■ **TO BE DONE**: Select every line in the entries that contains the word "target", and copy each of those lines.

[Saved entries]
——————————
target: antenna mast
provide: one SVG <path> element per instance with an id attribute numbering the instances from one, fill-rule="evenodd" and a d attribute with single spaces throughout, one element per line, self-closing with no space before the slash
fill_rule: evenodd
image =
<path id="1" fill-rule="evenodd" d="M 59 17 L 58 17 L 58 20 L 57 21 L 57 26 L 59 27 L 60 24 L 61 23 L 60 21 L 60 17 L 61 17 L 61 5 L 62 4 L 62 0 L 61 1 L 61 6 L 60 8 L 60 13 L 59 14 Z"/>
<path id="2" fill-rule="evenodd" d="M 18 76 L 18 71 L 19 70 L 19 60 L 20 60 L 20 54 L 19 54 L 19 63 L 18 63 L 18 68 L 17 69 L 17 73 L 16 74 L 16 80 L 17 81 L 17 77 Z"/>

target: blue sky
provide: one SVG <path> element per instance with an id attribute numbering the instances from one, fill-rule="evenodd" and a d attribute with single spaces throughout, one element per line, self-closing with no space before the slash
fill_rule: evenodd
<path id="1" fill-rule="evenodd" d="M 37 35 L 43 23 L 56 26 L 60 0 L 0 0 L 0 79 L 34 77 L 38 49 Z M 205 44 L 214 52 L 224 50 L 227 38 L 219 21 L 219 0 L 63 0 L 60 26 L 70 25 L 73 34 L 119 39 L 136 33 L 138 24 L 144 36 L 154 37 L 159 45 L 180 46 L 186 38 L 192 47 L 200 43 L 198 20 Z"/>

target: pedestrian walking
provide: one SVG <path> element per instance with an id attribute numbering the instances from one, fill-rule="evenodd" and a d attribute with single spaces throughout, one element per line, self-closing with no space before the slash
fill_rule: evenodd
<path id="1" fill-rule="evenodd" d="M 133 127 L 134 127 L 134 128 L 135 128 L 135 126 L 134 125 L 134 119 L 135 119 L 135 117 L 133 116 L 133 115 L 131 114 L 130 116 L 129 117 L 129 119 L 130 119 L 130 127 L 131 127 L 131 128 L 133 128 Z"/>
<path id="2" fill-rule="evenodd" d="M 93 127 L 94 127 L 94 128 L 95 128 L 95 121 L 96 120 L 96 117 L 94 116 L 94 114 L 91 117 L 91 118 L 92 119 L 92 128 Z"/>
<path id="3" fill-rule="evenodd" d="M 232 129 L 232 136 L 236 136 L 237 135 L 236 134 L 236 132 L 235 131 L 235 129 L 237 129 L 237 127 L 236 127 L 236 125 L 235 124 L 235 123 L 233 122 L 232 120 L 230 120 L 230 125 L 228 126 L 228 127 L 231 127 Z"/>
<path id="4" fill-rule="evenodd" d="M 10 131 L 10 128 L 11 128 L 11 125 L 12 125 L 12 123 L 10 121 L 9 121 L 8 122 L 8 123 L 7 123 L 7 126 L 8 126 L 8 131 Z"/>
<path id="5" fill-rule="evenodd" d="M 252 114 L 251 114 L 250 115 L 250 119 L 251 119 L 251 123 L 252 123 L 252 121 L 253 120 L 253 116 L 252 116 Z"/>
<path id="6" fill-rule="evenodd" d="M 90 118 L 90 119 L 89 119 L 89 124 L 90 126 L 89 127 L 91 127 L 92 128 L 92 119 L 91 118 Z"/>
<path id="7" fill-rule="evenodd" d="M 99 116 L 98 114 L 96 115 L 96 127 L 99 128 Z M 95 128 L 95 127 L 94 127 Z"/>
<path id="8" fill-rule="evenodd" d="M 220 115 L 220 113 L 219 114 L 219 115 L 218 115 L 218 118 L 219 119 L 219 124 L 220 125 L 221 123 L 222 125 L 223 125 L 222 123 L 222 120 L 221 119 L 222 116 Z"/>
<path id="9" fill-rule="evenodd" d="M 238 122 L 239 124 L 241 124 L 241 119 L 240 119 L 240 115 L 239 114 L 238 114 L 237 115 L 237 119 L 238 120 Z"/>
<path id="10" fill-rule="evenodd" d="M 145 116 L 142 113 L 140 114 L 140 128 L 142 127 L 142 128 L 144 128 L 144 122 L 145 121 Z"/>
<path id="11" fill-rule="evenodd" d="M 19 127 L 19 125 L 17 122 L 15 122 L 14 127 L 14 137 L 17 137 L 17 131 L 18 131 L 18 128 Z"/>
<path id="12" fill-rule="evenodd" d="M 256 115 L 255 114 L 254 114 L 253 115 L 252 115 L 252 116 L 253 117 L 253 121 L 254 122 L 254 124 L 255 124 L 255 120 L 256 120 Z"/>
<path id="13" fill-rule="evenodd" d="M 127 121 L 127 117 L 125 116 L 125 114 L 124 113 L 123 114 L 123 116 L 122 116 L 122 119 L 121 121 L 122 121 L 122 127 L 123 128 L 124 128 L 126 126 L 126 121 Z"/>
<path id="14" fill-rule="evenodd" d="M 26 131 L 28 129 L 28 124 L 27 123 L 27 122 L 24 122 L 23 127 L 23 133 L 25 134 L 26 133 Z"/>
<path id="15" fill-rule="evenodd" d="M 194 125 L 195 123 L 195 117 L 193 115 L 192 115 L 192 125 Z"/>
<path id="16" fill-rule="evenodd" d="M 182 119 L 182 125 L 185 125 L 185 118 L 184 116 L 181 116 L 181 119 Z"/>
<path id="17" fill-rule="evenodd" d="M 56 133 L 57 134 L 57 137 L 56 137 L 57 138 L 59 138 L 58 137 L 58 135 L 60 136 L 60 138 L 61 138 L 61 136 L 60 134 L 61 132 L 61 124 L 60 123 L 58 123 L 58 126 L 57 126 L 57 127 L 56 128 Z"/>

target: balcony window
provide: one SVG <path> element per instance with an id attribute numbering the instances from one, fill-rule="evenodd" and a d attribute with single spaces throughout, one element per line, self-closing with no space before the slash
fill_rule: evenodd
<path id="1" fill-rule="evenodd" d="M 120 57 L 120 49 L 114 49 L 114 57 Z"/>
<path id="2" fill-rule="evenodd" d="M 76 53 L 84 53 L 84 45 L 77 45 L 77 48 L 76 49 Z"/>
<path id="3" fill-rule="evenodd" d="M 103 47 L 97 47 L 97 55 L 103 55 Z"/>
——————————
■ **EXERCISE OUTPUT**:
target: antenna mast
target: blue sky
target: pedestrian walking
target: balcony window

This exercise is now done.